**What is required**:
Recreate the entire listing that appears below, exactly.

--

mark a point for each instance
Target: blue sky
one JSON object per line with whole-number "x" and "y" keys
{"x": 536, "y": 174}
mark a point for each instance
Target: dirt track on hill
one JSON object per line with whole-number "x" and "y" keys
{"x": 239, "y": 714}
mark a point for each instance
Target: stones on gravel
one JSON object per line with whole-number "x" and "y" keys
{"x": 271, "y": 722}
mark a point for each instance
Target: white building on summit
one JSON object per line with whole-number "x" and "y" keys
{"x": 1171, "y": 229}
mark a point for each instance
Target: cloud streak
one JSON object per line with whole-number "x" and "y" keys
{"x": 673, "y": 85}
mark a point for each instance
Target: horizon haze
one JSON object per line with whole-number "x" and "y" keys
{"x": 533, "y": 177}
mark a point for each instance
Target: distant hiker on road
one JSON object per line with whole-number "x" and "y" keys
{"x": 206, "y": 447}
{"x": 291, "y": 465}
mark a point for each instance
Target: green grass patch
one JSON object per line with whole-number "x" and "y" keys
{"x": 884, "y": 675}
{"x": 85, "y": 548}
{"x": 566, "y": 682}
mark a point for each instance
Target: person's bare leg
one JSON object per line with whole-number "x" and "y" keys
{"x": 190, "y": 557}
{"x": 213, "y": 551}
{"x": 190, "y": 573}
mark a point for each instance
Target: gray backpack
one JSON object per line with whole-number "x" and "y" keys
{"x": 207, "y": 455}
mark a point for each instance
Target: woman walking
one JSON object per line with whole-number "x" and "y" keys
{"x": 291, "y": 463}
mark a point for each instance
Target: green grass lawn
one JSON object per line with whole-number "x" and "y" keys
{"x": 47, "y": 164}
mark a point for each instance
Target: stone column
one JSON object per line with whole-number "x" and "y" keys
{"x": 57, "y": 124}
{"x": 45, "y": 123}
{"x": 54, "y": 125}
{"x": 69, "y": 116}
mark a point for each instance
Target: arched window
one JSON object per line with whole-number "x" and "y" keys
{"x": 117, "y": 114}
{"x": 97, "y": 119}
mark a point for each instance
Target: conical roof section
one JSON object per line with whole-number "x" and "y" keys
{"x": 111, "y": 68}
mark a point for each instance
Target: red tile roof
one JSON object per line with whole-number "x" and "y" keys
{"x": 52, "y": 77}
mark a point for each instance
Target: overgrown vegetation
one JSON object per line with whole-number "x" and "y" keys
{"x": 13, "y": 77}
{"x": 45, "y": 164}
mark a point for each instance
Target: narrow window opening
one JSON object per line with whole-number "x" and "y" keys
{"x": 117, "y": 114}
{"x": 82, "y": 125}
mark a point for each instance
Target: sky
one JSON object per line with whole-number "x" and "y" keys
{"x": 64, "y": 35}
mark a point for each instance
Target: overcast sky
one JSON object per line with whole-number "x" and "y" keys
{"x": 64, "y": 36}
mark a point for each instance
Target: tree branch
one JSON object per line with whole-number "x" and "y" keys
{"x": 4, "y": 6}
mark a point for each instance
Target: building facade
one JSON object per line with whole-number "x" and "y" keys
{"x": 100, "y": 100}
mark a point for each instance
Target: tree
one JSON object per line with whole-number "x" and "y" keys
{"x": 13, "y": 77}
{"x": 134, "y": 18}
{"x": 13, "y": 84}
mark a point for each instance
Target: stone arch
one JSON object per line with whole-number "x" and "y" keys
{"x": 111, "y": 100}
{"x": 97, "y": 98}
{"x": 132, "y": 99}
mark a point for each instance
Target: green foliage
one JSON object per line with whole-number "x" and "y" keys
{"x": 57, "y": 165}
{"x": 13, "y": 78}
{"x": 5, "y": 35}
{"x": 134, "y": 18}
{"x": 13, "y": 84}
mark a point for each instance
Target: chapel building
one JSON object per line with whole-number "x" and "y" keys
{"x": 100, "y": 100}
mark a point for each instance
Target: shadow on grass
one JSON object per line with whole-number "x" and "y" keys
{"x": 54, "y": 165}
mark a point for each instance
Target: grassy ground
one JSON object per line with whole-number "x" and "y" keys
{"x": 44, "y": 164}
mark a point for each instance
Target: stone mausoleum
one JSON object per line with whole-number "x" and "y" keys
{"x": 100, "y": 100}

--

**Expected answer**:
mark a point for each instance
Target: blue sky
one JSON object per line with whole-number "x" and "y" keys
{"x": 536, "y": 174}
mark a point for each instance
Target: dirt track on hill
one JSON object per line with whole-number "x" and "y" keys
{"x": 239, "y": 714}
mark a point for each instance
Target: stones on gravel
one JSON object per line with whole-number "x" and "y" keys
{"x": 271, "y": 722}
mark a point for each instance
Target: white building on summit
one JSON object per line with whole-number "x" and "y" keys
{"x": 1171, "y": 229}
mark a point for each instance
Target: cloud streak
one JSON object per line with whole-number "x" and "y" keys
{"x": 673, "y": 85}
mark a point for each instance
Target: horizon haze
one JSON object per line with whole-number "x" and "y" keys
{"x": 533, "y": 177}
mark a point for each instance
Target: distant hiker on road
one JSON object per line with whole-number "x" and "y" keys
{"x": 206, "y": 447}
{"x": 291, "y": 465}
mark a point for each instance
Target: green grass patch
one JSON object per line with whole-number "x" and "y" keys
{"x": 884, "y": 675}
{"x": 85, "y": 548}
{"x": 566, "y": 682}
mark a point for each instance
Target: person's bare leg
one JSON object per line with whole-number "x" and "y" keys
{"x": 190, "y": 557}
{"x": 213, "y": 551}
{"x": 190, "y": 573}
mark a point for each instance
Target: gray backpack
one JSON object per line with whole-number "x" and "y" keys
{"x": 207, "y": 455}
mark a point for each instance
Target: woman walking
one JSON object per line with whole-number "x" and "y" keys
{"x": 291, "y": 463}
mark a point for each instance
Target: green grass lawn
one JSON object per line with whole-number "x" and "y" keys
{"x": 47, "y": 164}
mark a point for each instance
Target: stone column
one JSON object per line with whole-number "x" and "y" keys
{"x": 57, "y": 124}
{"x": 45, "y": 123}
{"x": 54, "y": 125}
{"x": 69, "y": 116}
mark a point for each instance
Target: arched window
one JSON object per line with whole-number "x" and "y" keys
{"x": 117, "y": 114}
{"x": 97, "y": 119}
mark a point for each instance
Target: conical roof section
one JSON object per line with whole-number "x" and "y" keys
{"x": 111, "y": 68}
mark a point for each instance
Target: red tile roof
one JSON object per line with whole-number "x" and "y" keys
{"x": 52, "y": 77}
mark a point for each instance
Target: overgrown vegetation
one JSON object per line with whole-number "x" and "y" keys
{"x": 13, "y": 77}
{"x": 45, "y": 164}
mark a point for each instance
Target: narrow window opening
one JSON object per line with whole-number "x" and "y" keys
{"x": 117, "y": 114}
{"x": 82, "y": 125}
mark a point for each instance
Target: sky
one JSON object per line with whole-number "x" and "y" keys
{"x": 64, "y": 35}
mark a point for each instance
Target: overcast sky
one JSON object per line with whole-number "x" and "y" keys
{"x": 64, "y": 36}
mark a point for each instance
Target: tree branch
one JSON object per line with whole-number "x" and "y" keys
{"x": 4, "y": 6}
mark a point for each instance
Target: building facade
one JSON object per line with whole-number "x" and "y" keys
{"x": 100, "y": 100}
mark a point for each instance
Target: tree
one JSON object per line with whole-number "x" and "y" keys
{"x": 13, "y": 77}
{"x": 134, "y": 18}
{"x": 13, "y": 84}
mark a point for each instance
Target: stone arch
one JSON object per line with whole-number "x" and "y" keys
{"x": 111, "y": 100}
{"x": 97, "y": 98}
{"x": 132, "y": 99}
mark a point for each instance
Target: green foliage
one JSON object per line with whole-number "x" and "y" keys
{"x": 57, "y": 165}
{"x": 13, "y": 78}
{"x": 5, "y": 35}
{"x": 134, "y": 18}
{"x": 13, "y": 84}
mark a point for each instance
Target: chapel building
one JSON object per line with whole-number "x" and "y" keys
{"x": 100, "y": 100}
mark a point for each instance
Target: shadow on grass
one JSON object per line with whole-number "x" and "y" keys
{"x": 54, "y": 165}
mark a point for each instance
Target: grassy ground
one JSON object per line with whole-number "x" and "y" keys
{"x": 44, "y": 164}
mark a point for each instance
Target: stone mausoleum
one JSON object per line with whole-number "x" and "y" keys
{"x": 100, "y": 100}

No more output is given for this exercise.